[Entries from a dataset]
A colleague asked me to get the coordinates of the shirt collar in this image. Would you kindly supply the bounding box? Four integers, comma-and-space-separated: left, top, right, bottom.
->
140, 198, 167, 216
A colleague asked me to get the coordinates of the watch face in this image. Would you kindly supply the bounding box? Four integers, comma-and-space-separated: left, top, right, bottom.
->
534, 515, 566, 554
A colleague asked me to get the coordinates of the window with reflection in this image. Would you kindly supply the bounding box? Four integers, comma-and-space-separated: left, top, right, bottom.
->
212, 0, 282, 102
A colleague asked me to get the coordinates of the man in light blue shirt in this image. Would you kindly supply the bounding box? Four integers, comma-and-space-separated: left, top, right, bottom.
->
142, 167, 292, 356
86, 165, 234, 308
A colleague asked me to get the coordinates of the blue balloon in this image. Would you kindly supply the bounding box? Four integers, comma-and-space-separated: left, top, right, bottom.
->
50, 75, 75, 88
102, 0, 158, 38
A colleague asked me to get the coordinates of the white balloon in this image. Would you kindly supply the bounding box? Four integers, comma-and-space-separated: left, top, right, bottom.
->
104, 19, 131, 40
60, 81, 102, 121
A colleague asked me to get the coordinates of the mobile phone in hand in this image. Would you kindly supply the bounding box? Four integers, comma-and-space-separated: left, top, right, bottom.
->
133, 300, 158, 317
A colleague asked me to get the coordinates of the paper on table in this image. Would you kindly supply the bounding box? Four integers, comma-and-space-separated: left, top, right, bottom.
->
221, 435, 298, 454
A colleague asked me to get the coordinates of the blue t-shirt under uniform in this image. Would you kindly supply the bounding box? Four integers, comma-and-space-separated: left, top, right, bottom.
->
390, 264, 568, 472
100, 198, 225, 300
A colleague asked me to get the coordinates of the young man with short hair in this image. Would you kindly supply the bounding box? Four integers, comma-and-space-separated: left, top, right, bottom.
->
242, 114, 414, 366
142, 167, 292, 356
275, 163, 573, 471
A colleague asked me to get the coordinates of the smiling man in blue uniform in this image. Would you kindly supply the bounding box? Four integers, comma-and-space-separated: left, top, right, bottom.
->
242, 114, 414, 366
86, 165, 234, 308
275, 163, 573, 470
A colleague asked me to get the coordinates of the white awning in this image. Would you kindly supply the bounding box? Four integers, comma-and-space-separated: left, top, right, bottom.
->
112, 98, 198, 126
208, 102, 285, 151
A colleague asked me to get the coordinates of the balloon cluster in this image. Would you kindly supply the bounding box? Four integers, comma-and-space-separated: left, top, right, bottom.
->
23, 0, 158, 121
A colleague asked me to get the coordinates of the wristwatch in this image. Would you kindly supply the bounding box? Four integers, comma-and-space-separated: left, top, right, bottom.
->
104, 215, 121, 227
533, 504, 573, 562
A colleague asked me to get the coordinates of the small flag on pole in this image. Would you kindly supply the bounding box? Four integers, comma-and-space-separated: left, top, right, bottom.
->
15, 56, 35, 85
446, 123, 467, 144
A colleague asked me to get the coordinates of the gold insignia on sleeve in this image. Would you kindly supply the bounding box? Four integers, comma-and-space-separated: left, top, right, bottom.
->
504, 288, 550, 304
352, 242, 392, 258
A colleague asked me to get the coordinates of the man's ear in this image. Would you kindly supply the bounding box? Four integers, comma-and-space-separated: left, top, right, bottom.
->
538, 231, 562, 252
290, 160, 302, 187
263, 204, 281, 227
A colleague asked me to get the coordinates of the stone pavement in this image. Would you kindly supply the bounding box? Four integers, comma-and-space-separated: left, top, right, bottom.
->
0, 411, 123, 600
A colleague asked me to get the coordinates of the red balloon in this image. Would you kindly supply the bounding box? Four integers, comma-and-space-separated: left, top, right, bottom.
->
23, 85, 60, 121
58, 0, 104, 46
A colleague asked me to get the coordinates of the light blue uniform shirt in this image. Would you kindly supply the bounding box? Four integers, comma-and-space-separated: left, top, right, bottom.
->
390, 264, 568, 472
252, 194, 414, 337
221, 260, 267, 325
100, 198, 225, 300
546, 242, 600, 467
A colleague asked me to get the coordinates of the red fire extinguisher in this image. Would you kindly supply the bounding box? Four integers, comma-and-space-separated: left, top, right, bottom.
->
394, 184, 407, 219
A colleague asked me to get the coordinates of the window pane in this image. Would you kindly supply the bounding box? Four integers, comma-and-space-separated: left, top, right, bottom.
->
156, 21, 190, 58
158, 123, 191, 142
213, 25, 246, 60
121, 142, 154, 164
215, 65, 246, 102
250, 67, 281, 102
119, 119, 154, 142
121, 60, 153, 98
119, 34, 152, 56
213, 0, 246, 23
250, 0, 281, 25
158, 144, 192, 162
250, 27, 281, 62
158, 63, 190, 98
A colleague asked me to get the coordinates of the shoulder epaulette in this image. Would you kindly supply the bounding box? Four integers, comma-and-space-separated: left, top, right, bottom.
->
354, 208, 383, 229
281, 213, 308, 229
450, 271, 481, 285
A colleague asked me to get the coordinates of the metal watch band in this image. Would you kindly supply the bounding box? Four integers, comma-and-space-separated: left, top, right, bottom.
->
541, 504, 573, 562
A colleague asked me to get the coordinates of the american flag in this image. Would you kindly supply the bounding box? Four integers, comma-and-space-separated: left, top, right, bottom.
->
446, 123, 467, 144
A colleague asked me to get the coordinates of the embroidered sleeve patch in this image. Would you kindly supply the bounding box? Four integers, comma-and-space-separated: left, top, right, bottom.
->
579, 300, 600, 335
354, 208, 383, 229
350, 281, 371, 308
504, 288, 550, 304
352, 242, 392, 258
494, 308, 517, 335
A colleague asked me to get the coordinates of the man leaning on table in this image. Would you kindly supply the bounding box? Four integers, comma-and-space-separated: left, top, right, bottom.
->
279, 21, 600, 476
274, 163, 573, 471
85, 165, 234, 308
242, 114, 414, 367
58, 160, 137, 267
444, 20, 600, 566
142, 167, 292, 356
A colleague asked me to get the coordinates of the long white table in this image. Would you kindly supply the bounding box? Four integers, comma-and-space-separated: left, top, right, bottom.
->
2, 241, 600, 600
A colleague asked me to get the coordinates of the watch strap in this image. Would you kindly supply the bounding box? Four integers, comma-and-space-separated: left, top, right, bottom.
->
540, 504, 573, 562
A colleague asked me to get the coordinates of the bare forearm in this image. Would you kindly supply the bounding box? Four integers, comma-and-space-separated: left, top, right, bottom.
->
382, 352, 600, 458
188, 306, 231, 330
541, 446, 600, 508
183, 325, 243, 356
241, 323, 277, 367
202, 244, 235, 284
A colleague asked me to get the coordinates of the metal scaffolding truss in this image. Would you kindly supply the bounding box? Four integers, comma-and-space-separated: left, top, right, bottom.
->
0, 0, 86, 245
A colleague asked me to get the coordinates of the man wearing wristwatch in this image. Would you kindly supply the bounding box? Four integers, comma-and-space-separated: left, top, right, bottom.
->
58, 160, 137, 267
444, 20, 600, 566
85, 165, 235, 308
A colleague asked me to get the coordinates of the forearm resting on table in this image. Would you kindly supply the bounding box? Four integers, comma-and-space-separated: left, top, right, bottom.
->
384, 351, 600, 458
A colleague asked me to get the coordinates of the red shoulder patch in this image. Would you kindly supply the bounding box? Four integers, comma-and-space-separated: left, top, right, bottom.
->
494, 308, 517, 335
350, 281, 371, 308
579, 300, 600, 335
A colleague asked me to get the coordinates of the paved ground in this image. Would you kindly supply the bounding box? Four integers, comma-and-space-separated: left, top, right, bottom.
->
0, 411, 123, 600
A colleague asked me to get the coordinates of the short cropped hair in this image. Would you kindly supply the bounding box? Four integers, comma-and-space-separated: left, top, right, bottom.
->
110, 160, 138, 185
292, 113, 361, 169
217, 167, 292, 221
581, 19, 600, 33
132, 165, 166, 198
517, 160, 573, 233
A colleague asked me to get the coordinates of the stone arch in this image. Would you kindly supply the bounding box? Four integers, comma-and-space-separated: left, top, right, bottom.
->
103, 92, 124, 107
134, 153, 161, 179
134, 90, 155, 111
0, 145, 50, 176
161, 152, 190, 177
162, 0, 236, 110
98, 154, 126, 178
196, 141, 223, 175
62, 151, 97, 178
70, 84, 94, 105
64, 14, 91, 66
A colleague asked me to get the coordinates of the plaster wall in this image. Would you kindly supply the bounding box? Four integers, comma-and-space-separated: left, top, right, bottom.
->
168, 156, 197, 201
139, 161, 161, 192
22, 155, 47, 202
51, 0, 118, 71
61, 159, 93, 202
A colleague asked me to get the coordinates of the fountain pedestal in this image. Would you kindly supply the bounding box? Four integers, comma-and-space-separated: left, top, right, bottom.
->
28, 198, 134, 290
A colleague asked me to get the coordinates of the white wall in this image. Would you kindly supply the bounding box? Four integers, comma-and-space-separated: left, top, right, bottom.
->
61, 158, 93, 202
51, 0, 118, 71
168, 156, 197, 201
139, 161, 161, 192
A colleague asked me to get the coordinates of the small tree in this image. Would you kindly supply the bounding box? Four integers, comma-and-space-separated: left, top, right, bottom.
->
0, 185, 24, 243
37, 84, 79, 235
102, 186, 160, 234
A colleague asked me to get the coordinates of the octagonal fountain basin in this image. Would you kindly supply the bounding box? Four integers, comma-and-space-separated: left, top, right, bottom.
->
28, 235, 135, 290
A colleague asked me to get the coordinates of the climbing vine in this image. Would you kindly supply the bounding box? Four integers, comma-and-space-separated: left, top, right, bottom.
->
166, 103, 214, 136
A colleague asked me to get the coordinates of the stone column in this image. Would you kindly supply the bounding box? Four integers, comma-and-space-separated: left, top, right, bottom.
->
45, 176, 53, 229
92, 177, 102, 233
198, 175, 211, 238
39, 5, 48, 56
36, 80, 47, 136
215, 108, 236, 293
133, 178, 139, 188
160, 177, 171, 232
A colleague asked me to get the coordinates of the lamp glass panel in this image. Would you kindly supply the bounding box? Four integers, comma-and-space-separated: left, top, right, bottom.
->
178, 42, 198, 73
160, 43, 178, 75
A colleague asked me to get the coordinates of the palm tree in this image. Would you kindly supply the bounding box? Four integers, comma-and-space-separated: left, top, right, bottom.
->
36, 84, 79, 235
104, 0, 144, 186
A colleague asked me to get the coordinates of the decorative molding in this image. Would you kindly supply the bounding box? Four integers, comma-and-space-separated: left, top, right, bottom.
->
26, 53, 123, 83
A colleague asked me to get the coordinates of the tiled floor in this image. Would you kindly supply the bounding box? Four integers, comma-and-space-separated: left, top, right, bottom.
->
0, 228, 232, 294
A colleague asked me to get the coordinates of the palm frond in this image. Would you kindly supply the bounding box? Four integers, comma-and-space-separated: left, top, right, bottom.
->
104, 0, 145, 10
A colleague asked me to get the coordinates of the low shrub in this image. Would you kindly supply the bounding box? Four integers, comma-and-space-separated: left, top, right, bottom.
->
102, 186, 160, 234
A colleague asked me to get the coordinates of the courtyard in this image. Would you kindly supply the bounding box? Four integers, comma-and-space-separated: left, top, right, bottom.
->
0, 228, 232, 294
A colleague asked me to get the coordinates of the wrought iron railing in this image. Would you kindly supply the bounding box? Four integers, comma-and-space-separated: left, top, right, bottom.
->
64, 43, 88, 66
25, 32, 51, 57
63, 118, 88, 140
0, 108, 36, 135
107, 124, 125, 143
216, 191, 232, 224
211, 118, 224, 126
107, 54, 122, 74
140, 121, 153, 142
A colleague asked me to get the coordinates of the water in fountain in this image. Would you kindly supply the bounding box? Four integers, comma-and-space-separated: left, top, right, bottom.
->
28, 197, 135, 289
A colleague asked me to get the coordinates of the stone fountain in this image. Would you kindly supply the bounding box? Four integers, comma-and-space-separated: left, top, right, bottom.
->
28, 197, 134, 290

(Task to complete)
Arrange the lines of the listing from its first line through the line containing "534, 515, 566, 554", both included, as a JSON list of strings with one string per line and no blank lines.

(Completed exercise)
[
  "A colleague asked me to get the coordinates of the shirt collar in this image. Would you kindly supply the bounding box? Four integers, comma-and-space-separated: left, top, right, bottom.",
  "->",
  "140, 198, 167, 216",
  "A colleague asked me to get the coordinates of the watch face in this image. Would you kindly supply the bounding box? Four integers, comma-and-space-separated: left, top, right, bottom.",
  "->",
  "534, 515, 566, 554"
]